──────── ЗАПИСАННЫЕ СВЕДЕНИЯ ────────

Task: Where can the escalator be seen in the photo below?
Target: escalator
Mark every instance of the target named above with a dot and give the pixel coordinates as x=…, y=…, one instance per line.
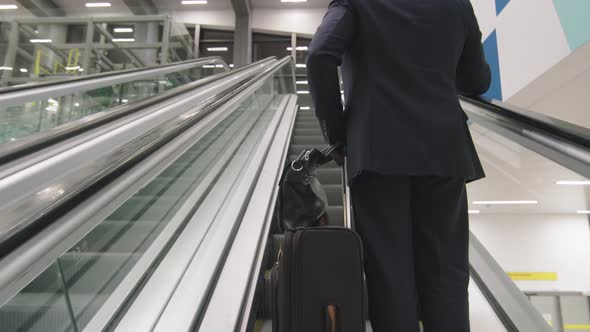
x=162, y=219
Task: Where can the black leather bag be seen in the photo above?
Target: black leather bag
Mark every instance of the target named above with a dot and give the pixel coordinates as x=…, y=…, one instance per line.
x=302, y=201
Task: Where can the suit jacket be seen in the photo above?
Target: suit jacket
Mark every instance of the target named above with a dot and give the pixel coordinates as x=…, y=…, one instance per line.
x=403, y=64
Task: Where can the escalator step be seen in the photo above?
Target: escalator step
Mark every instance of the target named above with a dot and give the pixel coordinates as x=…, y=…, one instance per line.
x=308, y=140
x=331, y=164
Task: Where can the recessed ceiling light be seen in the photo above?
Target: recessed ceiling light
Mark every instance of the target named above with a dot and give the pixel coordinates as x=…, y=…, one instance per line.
x=98, y=4
x=121, y=30
x=573, y=183
x=504, y=202
x=123, y=40
x=40, y=40
x=298, y=48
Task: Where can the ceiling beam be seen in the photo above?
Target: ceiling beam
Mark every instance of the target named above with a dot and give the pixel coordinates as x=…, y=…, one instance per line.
x=142, y=7
x=242, y=7
x=243, y=32
x=42, y=8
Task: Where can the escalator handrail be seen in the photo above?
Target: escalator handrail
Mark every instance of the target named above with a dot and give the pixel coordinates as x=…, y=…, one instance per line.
x=115, y=163
x=20, y=94
x=30, y=144
x=566, y=131
x=107, y=74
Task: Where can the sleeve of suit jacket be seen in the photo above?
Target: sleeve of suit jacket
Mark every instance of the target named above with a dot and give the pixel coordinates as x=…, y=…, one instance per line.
x=332, y=39
x=473, y=72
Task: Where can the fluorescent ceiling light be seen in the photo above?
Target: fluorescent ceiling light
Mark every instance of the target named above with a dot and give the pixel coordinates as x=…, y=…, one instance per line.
x=98, y=4
x=298, y=48
x=123, y=40
x=504, y=202
x=40, y=40
x=120, y=30
x=573, y=183
x=217, y=49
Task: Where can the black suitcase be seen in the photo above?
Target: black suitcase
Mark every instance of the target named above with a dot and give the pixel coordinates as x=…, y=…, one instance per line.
x=318, y=282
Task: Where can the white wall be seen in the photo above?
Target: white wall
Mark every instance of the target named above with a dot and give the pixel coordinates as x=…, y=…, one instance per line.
x=220, y=18
x=561, y=92
x=539, y=243
x=304, y=21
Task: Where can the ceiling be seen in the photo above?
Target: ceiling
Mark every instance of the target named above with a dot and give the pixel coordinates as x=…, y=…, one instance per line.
x=516, y=173
x=276, y=4
x=176, y=5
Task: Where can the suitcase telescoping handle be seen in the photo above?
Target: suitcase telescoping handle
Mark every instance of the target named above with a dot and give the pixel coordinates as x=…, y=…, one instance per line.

────────

ЧТО НУЖНО СДЕЛАТЬ —
Перепишите строки перечня выше в виде нумерованного списка без пустых строк, начиная со строки, содержащей «Task: Where can the recessed», и заканчивая строкой, содержащей «x=318, y=282». Обе эти строки тоже включите.

ОТВЕТ НА ЗАДАНИЕ —
1. Task: Where can the recessed ceiling light be seen in the photo above?
2. Target: recessed ceiling light
3. Mark every instance of the target named above with a dot and give the pixel coordinates as x=…, y=…, one instance per line.
4. x=98, y=4
5. x=121, y=30
6. x=573, y=183
7. x=504, y=202
8. x=123, y=40
9. x=40, y=40
10. x=298, y=48
11. Task: Where can the ceiling beam be seen in the photo above?
12. Target: ceiling beam
13. Mark every instance of the target named above with a dot and give the pixel coordinates as x=…, y=…, one instance per line.
14. x=142, y=7
15. x=242, y=7
16. x=243, y=32
17. x=42, y=8
18. Task: Where can the escalator handrail be seen in the photo above?
19. Target: escalator handrail
20. Mark every instance of the target named above with a dot and give the pixel coordinates as x=…, y=…, one instance per line.
21. x=115, y=163
22. x=20, y=94
23. x=30, y=144
24. x=566, y=131
25. x=107, y=74
26. Task: Where can the sleeve of suit jacket be seen in the photo above?
27. Target: sleeve of suit jacket
28. Mark every instance of the target named above with a dot and give the pixel coordinates as x=…, y=…, one instance per line.
29. x=332, y=39
30. x=473, y=72
31. Task: Where can the fluorescent ceiling light be seen in the photo above?
32. Target: fluorescent ceiling light
33. Mark every instance of the target named above with a dot and give the pixel coordinates as x=…, y=…, one instance per line.
34. x=98, y=4
35. x=298, y=48
36. x=123, y=40
37. x=504, y=202
38. x=40, y=40
39. x=120, y=30
40. x=573, y=183
41. x=217, y=49
42. Task: Where can the black suitcase be seen in the photo above?
43. Target: black suitcase
44. Mark every instance of the target named above with a dot and give the pixel coordinates as x=…, y=…, one instance per line.
45. x=318, y=282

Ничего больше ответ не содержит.